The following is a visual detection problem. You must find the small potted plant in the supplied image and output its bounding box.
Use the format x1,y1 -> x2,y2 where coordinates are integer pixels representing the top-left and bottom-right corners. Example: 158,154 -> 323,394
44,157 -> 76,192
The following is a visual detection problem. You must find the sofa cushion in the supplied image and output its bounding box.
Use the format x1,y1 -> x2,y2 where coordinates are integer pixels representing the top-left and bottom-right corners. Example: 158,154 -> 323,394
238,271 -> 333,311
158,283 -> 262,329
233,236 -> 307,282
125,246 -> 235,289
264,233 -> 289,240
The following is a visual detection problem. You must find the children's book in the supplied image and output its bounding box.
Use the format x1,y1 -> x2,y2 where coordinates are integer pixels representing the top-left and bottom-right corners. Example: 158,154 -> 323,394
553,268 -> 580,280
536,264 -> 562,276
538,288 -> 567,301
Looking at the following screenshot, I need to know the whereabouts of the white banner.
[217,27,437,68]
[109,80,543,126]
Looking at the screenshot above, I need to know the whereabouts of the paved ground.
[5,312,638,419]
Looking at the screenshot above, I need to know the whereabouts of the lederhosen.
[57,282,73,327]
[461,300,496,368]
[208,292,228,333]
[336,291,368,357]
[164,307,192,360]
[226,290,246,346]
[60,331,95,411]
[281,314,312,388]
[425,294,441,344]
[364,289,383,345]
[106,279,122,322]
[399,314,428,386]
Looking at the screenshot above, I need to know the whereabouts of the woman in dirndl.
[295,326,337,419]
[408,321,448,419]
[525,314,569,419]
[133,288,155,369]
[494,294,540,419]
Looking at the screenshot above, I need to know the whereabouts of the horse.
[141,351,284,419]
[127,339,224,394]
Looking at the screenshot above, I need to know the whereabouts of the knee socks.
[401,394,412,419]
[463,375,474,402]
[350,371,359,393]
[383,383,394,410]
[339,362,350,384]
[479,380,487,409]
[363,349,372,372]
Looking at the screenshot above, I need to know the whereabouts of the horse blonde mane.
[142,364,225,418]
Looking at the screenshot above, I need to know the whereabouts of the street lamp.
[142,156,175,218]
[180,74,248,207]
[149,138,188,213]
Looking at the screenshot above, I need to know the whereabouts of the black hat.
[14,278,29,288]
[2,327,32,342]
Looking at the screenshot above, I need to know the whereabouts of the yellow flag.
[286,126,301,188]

● ● ● ●

### WRITTEN EXERCISE
Show every line in the records above that contains the word "supplied", copying each line in full.

### RESULT FOR THIS TASK
The following is a visual detection problem. You must find the small potted plant in the supplied image and output its bounding box.
The following is a visual detection problem. You must find the sofa cushion in the supplied image and output its bounding box.
The following is a visual detection problem. You must find the children's book in the supplied image and output its bounding box.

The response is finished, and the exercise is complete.